*Your objective*
Retype, without alteration, each line from the line containing "of the train" to the final line of the records.

*Provided data*
━━━━━━━━━━━━━━━━━━━━

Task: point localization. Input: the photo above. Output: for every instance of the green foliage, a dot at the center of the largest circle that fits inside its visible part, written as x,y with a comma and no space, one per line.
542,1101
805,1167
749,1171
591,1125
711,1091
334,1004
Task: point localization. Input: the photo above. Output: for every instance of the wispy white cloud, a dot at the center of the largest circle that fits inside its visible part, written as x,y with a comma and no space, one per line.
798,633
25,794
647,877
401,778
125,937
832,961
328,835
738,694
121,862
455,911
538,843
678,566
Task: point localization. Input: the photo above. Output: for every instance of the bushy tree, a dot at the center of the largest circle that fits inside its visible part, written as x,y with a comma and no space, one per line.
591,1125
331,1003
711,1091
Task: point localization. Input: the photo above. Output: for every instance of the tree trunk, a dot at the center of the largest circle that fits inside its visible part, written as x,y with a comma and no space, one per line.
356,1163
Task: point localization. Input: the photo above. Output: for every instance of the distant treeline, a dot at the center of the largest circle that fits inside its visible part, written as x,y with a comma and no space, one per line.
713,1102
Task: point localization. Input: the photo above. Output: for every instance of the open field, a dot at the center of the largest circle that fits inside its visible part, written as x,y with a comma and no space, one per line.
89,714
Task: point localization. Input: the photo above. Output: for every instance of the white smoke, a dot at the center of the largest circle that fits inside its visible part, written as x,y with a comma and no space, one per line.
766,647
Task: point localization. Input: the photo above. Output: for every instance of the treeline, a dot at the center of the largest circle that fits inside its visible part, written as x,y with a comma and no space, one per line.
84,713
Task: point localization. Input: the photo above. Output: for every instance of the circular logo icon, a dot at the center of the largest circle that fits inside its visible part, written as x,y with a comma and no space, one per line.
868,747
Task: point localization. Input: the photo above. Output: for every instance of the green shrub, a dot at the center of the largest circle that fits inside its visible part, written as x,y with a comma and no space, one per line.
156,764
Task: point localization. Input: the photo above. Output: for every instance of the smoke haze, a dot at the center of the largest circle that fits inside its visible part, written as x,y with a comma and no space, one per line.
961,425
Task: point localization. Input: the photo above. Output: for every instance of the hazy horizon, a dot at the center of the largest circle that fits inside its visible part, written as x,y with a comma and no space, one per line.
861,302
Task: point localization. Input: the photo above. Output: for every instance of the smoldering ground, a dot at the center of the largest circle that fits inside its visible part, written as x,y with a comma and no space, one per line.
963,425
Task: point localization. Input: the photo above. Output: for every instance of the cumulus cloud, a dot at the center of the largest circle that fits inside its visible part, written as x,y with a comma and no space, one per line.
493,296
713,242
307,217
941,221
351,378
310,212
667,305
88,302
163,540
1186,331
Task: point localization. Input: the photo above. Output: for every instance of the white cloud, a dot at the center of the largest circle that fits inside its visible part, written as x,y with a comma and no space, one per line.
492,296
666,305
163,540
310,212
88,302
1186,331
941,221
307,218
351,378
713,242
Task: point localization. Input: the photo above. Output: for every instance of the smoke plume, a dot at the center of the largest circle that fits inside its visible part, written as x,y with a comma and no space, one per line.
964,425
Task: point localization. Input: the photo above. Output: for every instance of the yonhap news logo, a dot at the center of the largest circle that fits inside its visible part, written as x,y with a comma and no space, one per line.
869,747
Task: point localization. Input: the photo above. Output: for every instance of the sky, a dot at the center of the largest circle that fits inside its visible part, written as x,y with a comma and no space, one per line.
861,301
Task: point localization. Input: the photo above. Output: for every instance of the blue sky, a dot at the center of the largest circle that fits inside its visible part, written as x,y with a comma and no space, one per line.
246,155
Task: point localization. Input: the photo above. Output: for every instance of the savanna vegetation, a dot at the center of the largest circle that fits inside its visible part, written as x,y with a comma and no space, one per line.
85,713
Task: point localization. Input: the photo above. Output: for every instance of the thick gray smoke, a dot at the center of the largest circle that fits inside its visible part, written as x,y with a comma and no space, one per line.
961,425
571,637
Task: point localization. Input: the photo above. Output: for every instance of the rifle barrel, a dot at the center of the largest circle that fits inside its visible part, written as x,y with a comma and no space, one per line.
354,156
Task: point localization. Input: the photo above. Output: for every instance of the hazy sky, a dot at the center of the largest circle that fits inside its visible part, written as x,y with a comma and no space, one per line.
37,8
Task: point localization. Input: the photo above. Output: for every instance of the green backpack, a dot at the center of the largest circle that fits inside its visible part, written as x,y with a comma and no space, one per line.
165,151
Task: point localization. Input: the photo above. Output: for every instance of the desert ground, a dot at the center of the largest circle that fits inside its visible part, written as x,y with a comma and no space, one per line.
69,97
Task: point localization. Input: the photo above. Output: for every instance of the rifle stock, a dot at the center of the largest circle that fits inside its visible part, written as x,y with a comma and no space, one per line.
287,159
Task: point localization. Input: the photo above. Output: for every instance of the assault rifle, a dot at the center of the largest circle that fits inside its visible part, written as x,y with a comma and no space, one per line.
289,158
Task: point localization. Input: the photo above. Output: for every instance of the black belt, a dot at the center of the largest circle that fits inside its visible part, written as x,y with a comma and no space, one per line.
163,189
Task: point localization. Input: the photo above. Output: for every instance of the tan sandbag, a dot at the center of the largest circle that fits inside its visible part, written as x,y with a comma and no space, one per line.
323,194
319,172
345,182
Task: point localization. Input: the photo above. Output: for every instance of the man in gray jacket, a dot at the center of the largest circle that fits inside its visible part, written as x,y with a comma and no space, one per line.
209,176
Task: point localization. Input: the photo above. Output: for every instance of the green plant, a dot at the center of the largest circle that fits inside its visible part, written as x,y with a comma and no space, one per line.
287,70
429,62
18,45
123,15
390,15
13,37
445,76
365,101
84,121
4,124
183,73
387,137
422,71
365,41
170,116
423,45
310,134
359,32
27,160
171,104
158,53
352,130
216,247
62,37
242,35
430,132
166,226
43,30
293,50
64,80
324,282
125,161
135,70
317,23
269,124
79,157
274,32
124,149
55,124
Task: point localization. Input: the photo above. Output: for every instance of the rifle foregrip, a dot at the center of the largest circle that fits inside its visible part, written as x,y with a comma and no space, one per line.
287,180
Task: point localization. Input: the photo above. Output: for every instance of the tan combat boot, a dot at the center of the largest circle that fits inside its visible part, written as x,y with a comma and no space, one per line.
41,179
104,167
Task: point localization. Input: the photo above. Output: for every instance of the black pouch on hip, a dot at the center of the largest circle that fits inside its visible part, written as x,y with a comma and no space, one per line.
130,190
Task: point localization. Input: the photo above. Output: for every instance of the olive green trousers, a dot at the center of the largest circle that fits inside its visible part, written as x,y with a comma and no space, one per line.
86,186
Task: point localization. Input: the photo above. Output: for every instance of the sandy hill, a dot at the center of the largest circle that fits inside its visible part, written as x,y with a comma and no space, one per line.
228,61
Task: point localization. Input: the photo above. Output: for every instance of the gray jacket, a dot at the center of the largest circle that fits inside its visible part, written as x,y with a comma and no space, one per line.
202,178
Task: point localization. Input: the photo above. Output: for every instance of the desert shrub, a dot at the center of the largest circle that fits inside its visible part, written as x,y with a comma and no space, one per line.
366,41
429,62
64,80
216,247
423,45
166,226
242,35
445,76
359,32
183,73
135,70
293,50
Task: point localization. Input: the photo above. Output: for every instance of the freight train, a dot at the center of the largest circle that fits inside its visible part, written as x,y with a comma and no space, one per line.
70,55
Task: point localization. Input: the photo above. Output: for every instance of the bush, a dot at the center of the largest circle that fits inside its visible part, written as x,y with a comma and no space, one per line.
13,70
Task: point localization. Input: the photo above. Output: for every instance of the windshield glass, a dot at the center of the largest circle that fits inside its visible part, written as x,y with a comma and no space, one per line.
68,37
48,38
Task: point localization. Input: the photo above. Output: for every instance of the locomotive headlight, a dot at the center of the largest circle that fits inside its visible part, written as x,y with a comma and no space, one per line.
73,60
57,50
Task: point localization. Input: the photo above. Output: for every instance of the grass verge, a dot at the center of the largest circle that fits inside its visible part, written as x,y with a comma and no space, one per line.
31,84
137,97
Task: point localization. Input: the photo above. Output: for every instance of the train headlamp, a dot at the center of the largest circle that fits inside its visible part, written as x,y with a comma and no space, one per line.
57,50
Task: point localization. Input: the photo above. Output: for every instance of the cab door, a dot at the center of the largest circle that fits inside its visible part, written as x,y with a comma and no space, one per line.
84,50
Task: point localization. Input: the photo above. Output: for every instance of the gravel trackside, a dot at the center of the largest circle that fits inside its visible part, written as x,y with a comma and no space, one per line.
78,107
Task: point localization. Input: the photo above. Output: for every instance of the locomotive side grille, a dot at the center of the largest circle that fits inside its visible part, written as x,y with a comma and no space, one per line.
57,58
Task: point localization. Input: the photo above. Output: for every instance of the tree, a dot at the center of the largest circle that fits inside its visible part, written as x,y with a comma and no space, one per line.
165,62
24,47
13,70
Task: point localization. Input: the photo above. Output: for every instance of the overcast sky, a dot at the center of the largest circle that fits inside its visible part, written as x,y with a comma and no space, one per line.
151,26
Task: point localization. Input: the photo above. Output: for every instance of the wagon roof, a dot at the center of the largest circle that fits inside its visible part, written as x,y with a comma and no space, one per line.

━━━━━━━━━━━━━━━━━━━━

*Solved problem*
Task: point localization. Input: the photo above. Output: for every instance of the train headlamp, a dot at the center of the largest circle that fits inside its visible part, written as x,y with a comma and no space, one per line.
57,50
Task: point localization. Input: the photo above. Output: for every instance of the cab door, a dot at the center of the largest circle that fits inside its visible part, written as x,y with a comma and no space, one per line.
84,50
Task: point localization. Input: the photo above. Output: for every instance of the gravel trackside, a dot at the center of the largest circle that fits inside its visible part, written as x,y with a comma and no space, one per line.
78,107
Task: point localization. Input: the photo above. Output: for every instance of the locomotive side grille, a dot at the center of the largest circle that fits inside its visible part, written as x,y with a comma and no space, one per line.
57,58
Task: point localization. Input: the photo above. Output: for every instance of the tree, a dot at the center of the largest circle that fits inside its visible part, written as x,y with a comma and no space, one per line.
165,62
24,47
13,70
Task: point localization. Input: the photo above. Output: for every instance of the overcast sky, a dot at the center of the largest circle that fits inside its visible part, written as x,y with a comma and no space, one per line.
151,26
Task: point localization. Input: the photo above. Output: for every instance of the wagon roof, a dot at the center of the largest circle that fits inside its visible part, written as x,y with a comma and no space, one per line.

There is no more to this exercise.